TEXT SEGMENT below:

At the end of his report, Dr. Kammerman opines that "[n]one of the doctors involved in using the mental health laws to confine this plaintiff involuntarily met minimal community standards for medical practice regarding assessment for dangerousness." Kammerman Report at 16. But this conclusion is not the product of the application of any analytic method, aside from Dr. Kammerman's personal experience, and Dr. Kammerman cites no support for it, other than his occasional allusions to "common sense." Taken as a whole, his report is not based on reliable principles and methods and is not helpful to the task at hand. Accordingly, the Court finds Dr. Kammerman's report inadmissible under Daubert v. Merrell Dow Pharm., 509 U.S. 579, 592-97 (1993) and Fed. R. Evid. 702.

Because Dr. Kammerman's report is inadmissible under Daubert and Rule 702, and because this is not one of the rare cases where a jury would be competent to evaluate the professional propriety of the individual defendants' actions without the assistance of expert testimony, plaintiff has presented no evidence that plaintiff's involuntary commitment did not meet "'standards generally accepted in the medical community.'" Olivier, 398 F.3d at 191 (quoting Rodriguez, 72 F.3d at 1063). Accordingly, defendants' motion for summary judgment on plaintiff's claims against the individual defendants is hereby granted.*fn4

The foregoing analysis of plaintiffs' federal claims applies with equal force to plaintiff's claims under the Due Process Clause of the New York State Constitution. The New York State Constitution's guarantee of due process is virtually coextensive with that of the U.S. Constitution. See Cent. Sav. Bank v. City of New York, 280 N.Y. 9, 10, 19 N.E.2d 659 (1939). Accordingly, the conclusion that the plaintiff's federal due process rights were not violated dictates the conclusion that plaintiff's parallel rights under the New York State Constitution were also not infringed.

End of TEXT SEGMENT.

**THE TASK**
In the court opinion excerpt, under which case and rule does the court find Dr. Kammerman's report inadmissible?

INFORMATION GIVEN below:

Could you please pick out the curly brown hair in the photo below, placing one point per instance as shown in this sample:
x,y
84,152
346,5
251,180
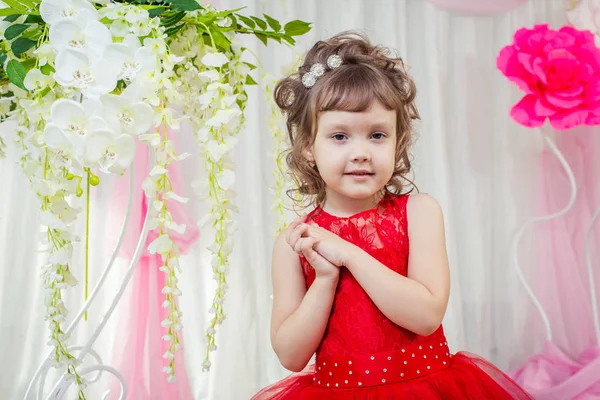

End of INFORMATION GIVEN.

**SOLUTION FOR THIS TASK**
Daubert v. Merrell Dow Pharm. and Federal Rule of Evidence 702.